[Instructions to follow] Reproduce the listing below line for line, with no changes, and omit the pictures.

++++ Data for this exercise

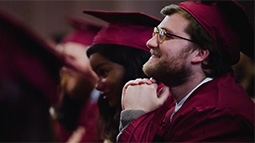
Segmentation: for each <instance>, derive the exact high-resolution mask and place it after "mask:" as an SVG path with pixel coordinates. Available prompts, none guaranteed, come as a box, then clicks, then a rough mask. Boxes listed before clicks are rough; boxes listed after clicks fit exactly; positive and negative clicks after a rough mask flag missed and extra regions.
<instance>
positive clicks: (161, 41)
mask: <svg viewBox="0 0 255 143" xmlns="http://www.w3.org/2000/svg"><path fill="white" fill-rule="evenodd" d="M155 29H157V32H155ZM160 30H162V31H163V33H164V37H163V39H162V40H161V41H160V39H159V33H160ZM156 34H157V39H158V41H159V43H160V44H162V43H163V42H164V41H165V40H166V38H167V37H168V38H170V36H172V37H176V38H180V39H183V40H187V41H190V42H193V43H196V42H195V41H194V40H191V39H188V38H184V37H181V36H178V35H175V34H171V33H168V32H166V30H165V29H162V28H159V27H154V28H153V32H152V37H154V36H155V35H156Z"/></svg>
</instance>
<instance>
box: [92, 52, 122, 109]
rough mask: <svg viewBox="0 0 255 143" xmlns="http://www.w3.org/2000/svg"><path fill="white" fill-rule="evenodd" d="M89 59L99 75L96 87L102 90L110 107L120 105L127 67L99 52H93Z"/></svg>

++++++++

[Response to the task]
Segmentation: for each <instance>, derive the exact high-resolution mask and place it after "mask:" as an SVG path with pixel coordinates. Available prompts, none guaranteed, come as a box, then clicks, then a rough mask. Boxes listed before clicks are rough; boxes listed after clicks fit exactly; positive and negative clicks after a rough mask flag missed and extra regions.
<instance>
positive clicks: (161, 41)
mask: <svg viewBox="0 0 255 143" xmlns="http://www.w3.org/2000/svg"><path fill="white" fill-rule="evenodd" d="M155 29H157V32H155ZM160 30H162V31H163V33H164V37H163V39H162V40H161V41H160V39H159V33H160ZM156 34H157V39H158V41H159V43H160V44H162V43H163V42H164V41H165V40H166V38H167V37H168V38H170V36H172V37H176V38H180V39H183V40H187V41H190V42H193V43H196V42H195V41H194V40H191V39H188V38H184V37H181V36H178V35H175V34H171V33H168V32H166V30H165V29H162V28H159V27H154V28H153V32H152V37H154V36H155V35H156Z"/></svg>
</instance>
<instance>
box: [92, 52, 122, 109]
rough mask: <svg viewBox="0 0 255 143" xmlns="http://www.w3.org/2000/svg"><path fill="white" fill-rule="evenodd" d="M89 59L99 75L96 87L102 90L110 107L120 105L127 67L99 52H93Z"/></svg>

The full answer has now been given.